--- Supplied records Enclosed Below ---

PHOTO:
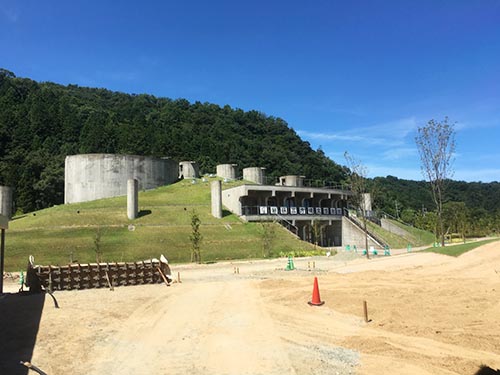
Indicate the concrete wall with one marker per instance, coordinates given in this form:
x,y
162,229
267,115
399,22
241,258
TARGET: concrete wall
x,y
216,194
387,225
188,169
227,171
254,174
291,180
95,176
6,201
231,198
132,199
353,235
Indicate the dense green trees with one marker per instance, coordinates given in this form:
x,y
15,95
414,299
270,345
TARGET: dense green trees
x,y
41,123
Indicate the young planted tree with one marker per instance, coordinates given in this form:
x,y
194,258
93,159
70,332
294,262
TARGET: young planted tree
x,y
436,146
195,238
98,245
268,237
357,178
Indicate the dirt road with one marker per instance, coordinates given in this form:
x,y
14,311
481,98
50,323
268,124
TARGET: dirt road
x,y
430,314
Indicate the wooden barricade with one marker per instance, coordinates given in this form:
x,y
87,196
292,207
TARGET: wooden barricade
x,y
101,275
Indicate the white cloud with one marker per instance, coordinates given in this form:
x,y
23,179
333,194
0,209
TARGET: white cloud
x,y
390,133
400,153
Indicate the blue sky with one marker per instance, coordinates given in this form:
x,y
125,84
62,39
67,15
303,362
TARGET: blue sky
x,y
356,76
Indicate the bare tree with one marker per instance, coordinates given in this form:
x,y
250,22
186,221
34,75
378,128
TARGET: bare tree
x,y
436,146
357,178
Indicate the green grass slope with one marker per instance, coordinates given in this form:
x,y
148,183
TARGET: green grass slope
x,y
61,234
457,250
415,237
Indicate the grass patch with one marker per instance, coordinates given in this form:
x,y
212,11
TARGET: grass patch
x,y
65,233
456,250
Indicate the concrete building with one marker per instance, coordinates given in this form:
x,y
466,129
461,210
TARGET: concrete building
x,y
255,174
291,180
227,171
313,214
188,169
95,176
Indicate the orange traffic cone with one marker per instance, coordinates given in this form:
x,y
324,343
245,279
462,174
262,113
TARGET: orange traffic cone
x,y
316,300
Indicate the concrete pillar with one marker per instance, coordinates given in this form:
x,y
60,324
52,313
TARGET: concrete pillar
x,y
6,201
132,198
216,188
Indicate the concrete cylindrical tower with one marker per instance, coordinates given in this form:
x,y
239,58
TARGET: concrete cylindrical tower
x,y
6,201
94,176
188,169
216,189
132,198
292,180
254,174
227,171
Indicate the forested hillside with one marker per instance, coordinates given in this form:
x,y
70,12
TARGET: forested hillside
x,y
41,123
470,207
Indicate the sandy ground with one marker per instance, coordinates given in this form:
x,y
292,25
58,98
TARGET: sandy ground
x,y
429,314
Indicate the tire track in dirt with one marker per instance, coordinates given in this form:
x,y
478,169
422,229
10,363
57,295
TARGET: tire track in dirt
x,y
205,328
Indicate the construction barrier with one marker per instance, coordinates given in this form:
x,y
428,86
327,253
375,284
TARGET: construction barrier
x,y
98,275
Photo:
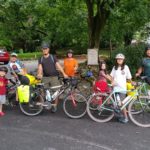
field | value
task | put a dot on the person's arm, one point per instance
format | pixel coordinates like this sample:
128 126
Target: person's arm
40 71
140 70
61 69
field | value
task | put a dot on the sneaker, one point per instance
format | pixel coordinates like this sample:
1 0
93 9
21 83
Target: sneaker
2 114
54 109
123 120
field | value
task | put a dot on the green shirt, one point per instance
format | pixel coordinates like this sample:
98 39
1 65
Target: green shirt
146 66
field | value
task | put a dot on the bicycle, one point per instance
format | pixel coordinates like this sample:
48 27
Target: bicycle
102 107
11 92
74 104
85 83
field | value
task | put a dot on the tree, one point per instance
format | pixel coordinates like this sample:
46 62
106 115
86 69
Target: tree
98 13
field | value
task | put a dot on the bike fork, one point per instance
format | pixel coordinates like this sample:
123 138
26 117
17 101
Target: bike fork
73 100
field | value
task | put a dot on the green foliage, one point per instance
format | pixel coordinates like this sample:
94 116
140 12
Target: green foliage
133 54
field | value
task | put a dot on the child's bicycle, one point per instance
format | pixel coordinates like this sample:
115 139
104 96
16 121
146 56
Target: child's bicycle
102 107
74 104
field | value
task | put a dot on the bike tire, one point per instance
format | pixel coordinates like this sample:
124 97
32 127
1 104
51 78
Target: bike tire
141 119
32 109
85 87
99 112
75 111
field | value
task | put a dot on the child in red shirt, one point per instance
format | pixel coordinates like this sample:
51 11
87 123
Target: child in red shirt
3 83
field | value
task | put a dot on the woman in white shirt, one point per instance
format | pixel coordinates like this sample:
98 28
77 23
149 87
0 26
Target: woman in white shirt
120 74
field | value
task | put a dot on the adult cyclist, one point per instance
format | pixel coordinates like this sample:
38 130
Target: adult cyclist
145 65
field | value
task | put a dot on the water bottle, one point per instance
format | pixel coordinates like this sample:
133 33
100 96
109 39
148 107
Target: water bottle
48 96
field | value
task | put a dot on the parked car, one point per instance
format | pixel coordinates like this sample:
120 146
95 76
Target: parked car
4 56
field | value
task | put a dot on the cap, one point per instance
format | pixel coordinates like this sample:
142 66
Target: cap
14 54
120 56
45 45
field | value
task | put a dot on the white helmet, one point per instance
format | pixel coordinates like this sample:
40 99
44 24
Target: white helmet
120 56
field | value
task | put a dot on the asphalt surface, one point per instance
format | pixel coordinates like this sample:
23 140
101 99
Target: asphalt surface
58 132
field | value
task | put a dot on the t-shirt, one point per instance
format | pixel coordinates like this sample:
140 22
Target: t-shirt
120 78
146 66
3 83
49 65
69 66
16 66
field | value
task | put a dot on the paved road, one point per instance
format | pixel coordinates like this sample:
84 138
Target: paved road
57 132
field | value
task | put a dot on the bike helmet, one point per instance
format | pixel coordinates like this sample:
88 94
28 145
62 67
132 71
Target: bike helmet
4 69
120 56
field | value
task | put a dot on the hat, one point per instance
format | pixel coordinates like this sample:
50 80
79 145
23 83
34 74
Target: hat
45 45
120 56
14 54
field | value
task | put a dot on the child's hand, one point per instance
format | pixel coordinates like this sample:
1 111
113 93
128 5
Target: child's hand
133 83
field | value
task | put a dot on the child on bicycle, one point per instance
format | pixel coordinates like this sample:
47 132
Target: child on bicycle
120 74
3 83
101 83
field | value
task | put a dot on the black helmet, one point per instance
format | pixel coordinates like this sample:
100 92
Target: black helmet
4 69
70 51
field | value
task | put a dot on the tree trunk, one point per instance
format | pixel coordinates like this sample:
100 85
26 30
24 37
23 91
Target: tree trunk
97 22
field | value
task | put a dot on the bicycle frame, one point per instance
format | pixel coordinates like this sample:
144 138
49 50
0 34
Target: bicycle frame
112 97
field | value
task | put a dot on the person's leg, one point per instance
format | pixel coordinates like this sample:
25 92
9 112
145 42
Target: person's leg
125 119
2 101
55 82
0 108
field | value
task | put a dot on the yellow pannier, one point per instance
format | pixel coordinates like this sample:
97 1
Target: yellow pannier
32 79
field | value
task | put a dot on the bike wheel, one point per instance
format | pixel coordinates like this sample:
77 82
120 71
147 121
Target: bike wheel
142 106
85 88
34 107
99 109
74 105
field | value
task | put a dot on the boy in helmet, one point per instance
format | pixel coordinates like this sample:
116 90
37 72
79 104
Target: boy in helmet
3 83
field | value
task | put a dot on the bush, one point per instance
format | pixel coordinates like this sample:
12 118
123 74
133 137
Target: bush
133 54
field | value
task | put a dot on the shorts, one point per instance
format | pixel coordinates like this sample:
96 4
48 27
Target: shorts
51 81
2 99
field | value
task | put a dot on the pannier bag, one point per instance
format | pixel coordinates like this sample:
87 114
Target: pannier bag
23 93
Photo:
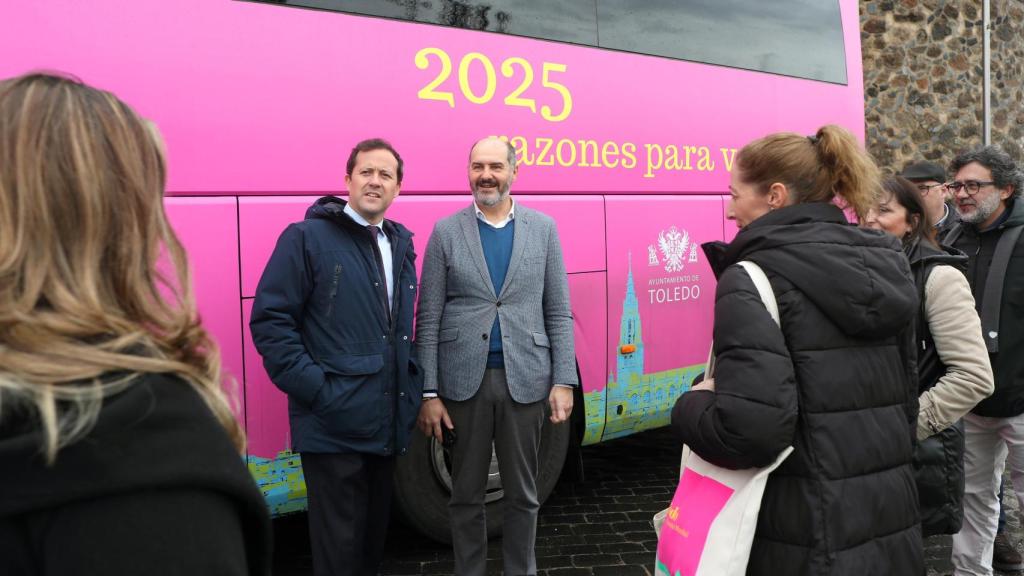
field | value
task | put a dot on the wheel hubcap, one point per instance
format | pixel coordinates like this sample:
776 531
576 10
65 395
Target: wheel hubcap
440 460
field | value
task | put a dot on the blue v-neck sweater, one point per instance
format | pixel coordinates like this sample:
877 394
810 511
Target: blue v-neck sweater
498 253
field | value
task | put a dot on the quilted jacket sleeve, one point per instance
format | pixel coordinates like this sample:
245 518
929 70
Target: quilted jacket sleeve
752 414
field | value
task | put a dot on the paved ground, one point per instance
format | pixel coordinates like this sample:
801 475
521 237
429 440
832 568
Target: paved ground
595 528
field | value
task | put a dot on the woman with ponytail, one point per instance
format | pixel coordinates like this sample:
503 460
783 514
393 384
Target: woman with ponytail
120 452
837 381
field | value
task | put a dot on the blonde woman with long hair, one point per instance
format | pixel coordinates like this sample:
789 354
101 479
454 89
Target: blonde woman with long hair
120 452
837 381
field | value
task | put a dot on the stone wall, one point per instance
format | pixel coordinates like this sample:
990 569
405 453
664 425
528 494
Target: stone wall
924 77
1008 82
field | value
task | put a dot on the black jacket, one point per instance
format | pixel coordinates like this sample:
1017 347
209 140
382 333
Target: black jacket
1008 323
838 383
350 376
938 460
156 488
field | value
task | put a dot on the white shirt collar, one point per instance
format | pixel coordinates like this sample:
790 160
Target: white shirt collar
503 223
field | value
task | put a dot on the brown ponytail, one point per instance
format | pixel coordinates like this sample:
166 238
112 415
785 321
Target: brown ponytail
814 168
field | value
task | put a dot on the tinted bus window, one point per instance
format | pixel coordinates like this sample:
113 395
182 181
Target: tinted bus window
763 36
565 21
766 36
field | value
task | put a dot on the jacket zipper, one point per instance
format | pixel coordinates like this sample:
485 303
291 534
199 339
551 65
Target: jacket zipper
334 288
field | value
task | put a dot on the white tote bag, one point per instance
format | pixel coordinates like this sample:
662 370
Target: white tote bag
709 528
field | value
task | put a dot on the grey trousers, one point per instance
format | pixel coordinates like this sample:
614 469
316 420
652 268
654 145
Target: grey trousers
515 430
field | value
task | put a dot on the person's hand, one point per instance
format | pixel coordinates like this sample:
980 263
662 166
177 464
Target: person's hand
432 415
706 384
561 403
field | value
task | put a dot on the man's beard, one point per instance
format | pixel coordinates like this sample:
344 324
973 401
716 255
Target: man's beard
982 209
491 201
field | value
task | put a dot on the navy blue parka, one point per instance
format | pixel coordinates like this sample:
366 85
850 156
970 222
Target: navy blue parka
350 375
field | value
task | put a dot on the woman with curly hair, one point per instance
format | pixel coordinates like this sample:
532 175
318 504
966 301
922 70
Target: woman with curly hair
120 452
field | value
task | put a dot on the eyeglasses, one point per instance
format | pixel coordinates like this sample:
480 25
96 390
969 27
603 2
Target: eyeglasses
925 189
972 186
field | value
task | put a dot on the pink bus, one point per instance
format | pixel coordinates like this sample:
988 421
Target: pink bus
626 116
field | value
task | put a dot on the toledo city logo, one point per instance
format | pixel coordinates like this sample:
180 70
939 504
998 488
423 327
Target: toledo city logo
674 245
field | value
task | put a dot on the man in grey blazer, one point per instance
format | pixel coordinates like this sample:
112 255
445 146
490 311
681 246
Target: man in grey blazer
495 338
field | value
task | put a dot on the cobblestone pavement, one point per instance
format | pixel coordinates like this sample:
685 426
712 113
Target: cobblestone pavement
595 528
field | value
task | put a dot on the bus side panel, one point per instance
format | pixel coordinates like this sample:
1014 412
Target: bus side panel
208 230
590 317
582 234
660 296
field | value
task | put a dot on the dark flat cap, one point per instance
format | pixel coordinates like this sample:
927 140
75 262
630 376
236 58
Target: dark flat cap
924 171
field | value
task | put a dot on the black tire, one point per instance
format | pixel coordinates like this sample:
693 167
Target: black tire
422 484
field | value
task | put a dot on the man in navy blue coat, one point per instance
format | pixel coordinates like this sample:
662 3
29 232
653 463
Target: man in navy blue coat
333 320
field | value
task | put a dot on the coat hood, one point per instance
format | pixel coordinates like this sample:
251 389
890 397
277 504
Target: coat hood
859 278
333 208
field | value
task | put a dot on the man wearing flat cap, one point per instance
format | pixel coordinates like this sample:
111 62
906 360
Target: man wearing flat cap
930 178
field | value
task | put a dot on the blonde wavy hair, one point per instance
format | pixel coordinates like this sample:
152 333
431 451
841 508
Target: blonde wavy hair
84 309
828 166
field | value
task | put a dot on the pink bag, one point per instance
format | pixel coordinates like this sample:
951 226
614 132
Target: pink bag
709 528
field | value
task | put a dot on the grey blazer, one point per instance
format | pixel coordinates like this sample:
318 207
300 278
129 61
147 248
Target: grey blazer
458 305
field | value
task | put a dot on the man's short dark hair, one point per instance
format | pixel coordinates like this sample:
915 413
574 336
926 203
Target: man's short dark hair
1005 170
369 145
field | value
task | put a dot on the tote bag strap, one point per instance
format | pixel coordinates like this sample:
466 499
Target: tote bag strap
767 297
764 288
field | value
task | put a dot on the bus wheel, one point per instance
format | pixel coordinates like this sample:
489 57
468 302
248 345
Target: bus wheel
423 482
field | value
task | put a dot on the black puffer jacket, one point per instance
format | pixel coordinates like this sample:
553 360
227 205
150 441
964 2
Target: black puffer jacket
938 461
839 383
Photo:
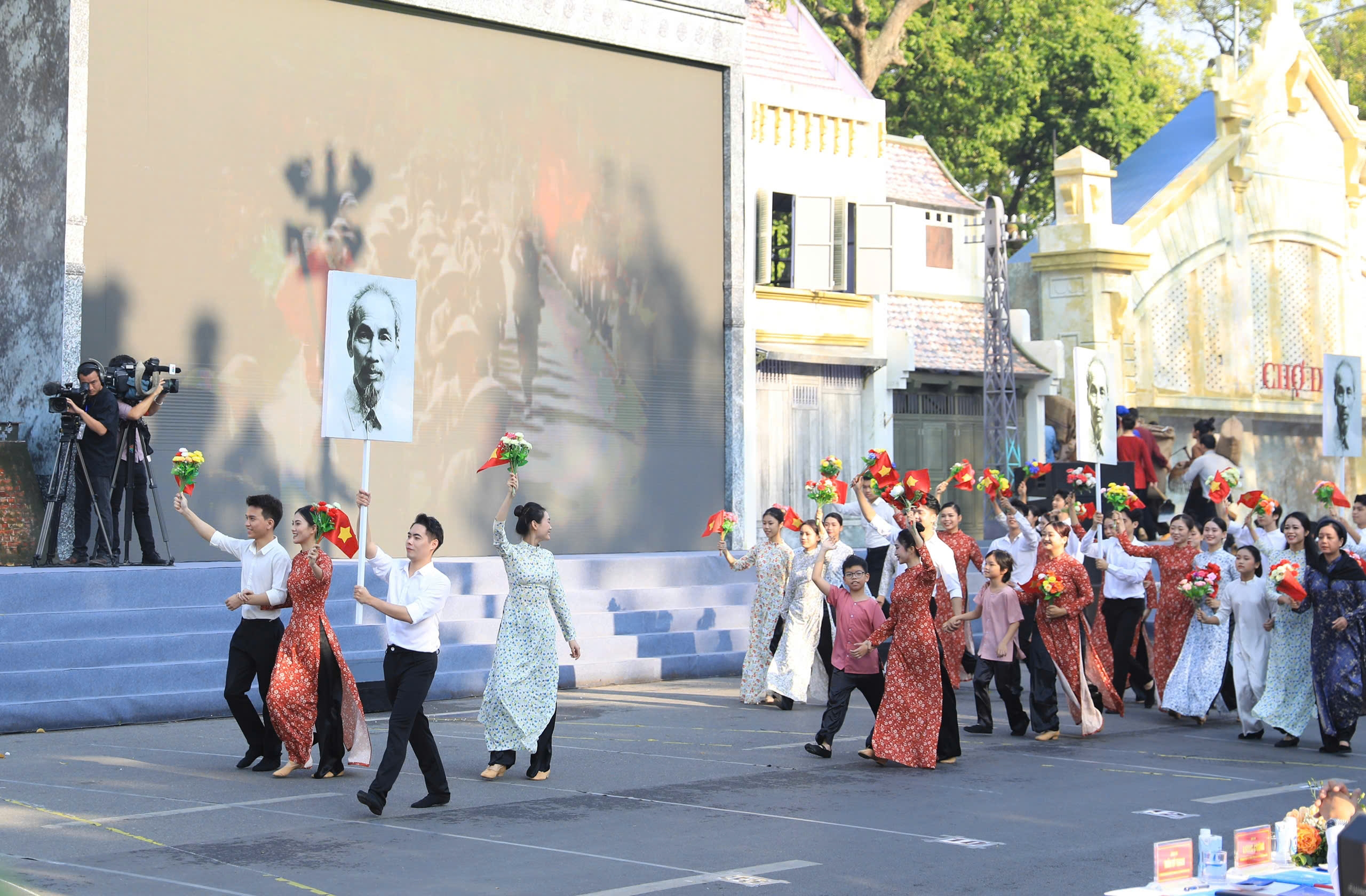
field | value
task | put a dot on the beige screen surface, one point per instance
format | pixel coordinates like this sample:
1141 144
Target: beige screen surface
558 204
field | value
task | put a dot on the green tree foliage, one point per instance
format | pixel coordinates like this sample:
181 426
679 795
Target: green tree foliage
991 84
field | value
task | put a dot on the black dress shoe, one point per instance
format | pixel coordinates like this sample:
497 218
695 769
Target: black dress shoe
432 799
372 801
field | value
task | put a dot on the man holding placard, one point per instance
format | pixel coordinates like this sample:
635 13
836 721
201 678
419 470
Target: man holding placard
413 638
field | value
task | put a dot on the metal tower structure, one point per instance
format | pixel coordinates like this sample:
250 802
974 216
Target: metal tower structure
999 407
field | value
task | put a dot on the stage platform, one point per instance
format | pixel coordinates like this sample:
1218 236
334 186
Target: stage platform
91 646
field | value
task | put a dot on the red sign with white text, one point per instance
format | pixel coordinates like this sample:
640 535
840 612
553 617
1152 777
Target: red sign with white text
1174 861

--- End of Enclosed Supplied records ---

## Exercise directions
From the line containing "Target: bus side panel" through the line containing "task | put a dot on the beige", copy every line above exactly, without pictures.

## Response area
Target: bus side panel
208 230
590 317
582 234
660 296
field | value
task | put a dot on the dark flat cap, one point per instance
format | pixel coordinates like this sample:
927 140
75 262
630 376
236 58
Target: dark flat cap
924 171
field | value
task | put a dot on the black tire, one point per instance
format | pixel coordinates like this sample:
693 167
Target: black tire
422 484
field | value
task | put a dot on the man in navy blue coat, one point per instance
format | pixel coordinates like this sample:
662 3
29 232
653 463
Target: man in navy blue coat
333 320
field | value
task | put a dot on the coat hood, one point per instance
format | pixel coordinates like this sample:
251 389
890 397
277 504
Target: coat hood
859 278
333 208
field | value
task | put a dot on the man wearing flat cap, one point per instance
format | pixel coordinates like this sample:
111 62
906 360
Target: man wearing flat cap
930 178
field | value
task | put a dot on the blonde wavy hair, one point per instance
format | pixel coordinates like this sample:
152 333
431 451
841 508
Target: blonde wavy hair
84 309
828 166
field | value
task | put a dot on the pink bag, one point per instance
format | pixel coordinates like this sample:
951 226
614 132
Target: pink bag
709 528
field | value
task | put a dot on the grey blazer, one point per instance
format | pixel coordinates like this sample:
318 207
300 278
129 61
147 248
Target: grey blazer
458 305
field | value
task | put a dot on the man's short dark hair, one point per instance
format | pixel coordinates like this sample:
915 413
574 336
926 203
Target: man's short dark hair
1005 170
369 145
field | value
task | put a dot on the tote bag strap, one point per instance
format | pixel coordinates like this sample:
466 499
Target: tote bag strap
767 297
764 288
field | value
task | put a dot on the bus wheel, one point per instance
format | pixel coordinates like this sample:
489 57
468 302
248 345
Target: bus wheel
423 482
field | value
task | put a dot on the black puffer jacket, one point per instance
format | pixel coordinates like this sample:
553 360
227 205
150 441
964 2
Target: black puffer jacket
938 461
839 383
Photo:
field | value
task | put a dot on the beige screen surface, one point per instance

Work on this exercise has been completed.